- **STATED GOAL**: In the center-of-mass problem below, set down word for word the span starting at "Position vector of center" and ending at "from that vertex.".

Question

Three identical spheres of mass $M$ each are placed at the corners of an equilateral triangle of side $2m$. Taking one of the corner as the origin, the position vector of the centre of mass is:

• A. $\sqrt{3}(\hat{i}-\hat{j})$
• B. $\frac{\hat{i}}{\sqrt{3}}+\hat{j}$
• C. $\frac{\hat{i}+\hat{j}}{3}$
• D. $\hat{i}+\frac{\hat{j}}{\sqrt{3}}$

Answer 1

The correct option is D $\hat{i}+\frac{\hat{j}}{\sqrt{3}}$

Position vector of center of mass will be position vector of the $centroid$,

which is on the angle bisector of the angle between any two $adjacent$ sides and at a distance of $\frac{2}{3}\times (side\times \frac{\sqrt{3}}{2})$

from that vertex.

Taking the vertex at the origin and one side along the $x-axis$

we get the unit vector as $\hat{i}Cos\left({60}^0/2\right)+\hat{j}Sin{30}^0=\frac{1}{2}(\sqrt{3}\hat{i}+\hat{j})$ angle of an $equilateral$ triangle is ${60}^0$

multiplying it by the distance $\frac{2}{\sqrt{3}}$, we get the vector as $\hat{i}+\frac{1}{\sqrt{3}}\hat{j}$

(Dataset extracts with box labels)

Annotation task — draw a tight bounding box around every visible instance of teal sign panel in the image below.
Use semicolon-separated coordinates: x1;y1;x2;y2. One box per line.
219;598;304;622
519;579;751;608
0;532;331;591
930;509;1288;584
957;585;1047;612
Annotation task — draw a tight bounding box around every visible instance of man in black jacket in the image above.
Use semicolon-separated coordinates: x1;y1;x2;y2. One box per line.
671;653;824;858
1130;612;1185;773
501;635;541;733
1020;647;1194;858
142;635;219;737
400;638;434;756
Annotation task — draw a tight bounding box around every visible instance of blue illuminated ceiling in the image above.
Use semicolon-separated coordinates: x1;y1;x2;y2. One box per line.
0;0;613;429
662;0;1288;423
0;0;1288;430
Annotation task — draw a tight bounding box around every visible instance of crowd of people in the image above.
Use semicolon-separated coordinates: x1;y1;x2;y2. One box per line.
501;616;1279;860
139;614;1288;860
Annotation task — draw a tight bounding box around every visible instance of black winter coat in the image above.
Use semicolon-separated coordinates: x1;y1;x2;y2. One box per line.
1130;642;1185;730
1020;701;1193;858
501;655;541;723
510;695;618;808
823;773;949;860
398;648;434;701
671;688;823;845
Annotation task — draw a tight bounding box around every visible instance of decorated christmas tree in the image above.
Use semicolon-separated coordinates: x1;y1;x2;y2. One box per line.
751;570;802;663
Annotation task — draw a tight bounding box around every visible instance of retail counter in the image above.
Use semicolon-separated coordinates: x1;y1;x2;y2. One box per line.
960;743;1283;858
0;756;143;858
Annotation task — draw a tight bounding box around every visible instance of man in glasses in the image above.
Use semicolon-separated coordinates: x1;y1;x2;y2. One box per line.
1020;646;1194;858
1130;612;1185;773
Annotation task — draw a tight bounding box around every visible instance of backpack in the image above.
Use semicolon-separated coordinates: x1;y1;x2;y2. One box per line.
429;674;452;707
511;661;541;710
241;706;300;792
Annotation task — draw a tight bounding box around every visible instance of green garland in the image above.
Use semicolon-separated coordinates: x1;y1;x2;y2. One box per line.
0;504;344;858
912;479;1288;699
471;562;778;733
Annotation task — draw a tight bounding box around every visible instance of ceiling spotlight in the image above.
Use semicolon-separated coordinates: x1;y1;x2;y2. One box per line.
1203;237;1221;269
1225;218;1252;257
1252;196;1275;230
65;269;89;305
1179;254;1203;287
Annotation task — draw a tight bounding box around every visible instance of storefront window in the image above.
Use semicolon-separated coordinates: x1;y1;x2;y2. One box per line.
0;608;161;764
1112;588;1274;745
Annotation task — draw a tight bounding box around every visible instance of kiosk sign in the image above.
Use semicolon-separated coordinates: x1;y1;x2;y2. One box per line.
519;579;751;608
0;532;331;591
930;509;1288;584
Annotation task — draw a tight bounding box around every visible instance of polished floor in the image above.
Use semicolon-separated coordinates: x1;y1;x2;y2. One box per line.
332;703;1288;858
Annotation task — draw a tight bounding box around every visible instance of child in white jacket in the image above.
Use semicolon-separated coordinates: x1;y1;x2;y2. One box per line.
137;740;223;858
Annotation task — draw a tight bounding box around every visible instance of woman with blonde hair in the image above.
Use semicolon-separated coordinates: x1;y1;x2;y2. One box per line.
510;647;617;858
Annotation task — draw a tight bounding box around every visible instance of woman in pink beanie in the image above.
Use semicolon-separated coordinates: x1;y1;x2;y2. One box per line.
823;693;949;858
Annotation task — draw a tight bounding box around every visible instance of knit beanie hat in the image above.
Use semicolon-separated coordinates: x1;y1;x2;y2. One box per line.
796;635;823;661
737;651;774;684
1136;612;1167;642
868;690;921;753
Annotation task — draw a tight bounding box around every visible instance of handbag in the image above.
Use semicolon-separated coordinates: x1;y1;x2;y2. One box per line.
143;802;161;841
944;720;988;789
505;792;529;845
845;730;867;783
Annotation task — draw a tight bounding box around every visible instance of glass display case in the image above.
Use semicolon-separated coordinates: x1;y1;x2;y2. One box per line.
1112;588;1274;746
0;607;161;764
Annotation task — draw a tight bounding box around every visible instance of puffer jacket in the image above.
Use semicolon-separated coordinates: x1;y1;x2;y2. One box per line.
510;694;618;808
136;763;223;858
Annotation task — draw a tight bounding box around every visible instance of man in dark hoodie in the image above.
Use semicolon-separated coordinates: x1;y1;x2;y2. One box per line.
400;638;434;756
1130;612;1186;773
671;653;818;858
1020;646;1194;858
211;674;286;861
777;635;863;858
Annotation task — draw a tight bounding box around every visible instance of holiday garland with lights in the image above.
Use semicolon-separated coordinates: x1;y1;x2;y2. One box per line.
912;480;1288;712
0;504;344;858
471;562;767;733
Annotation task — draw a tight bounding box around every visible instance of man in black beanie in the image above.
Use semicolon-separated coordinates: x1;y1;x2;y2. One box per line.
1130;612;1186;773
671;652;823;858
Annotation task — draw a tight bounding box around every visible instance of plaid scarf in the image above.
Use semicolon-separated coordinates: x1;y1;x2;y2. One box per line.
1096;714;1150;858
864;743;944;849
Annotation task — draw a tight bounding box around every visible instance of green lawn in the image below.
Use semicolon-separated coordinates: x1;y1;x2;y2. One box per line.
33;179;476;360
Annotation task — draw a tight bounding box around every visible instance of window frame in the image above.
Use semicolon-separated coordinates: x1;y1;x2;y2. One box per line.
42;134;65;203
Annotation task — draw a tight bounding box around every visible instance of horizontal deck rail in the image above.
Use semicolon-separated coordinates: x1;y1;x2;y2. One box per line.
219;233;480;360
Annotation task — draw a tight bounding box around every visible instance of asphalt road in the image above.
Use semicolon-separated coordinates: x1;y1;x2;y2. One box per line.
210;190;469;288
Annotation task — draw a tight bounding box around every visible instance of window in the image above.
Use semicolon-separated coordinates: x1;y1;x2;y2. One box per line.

- **FINISHED ANSWER**:
Position vector of center of mass will be position vector of the $centroid$,

which is on the angle bisector of the angle between any two $adjacent$ sides and at a distance of $\frac{2}{3}\times (side\times \frac{\sqrt{3}}{2})$

from that vertex.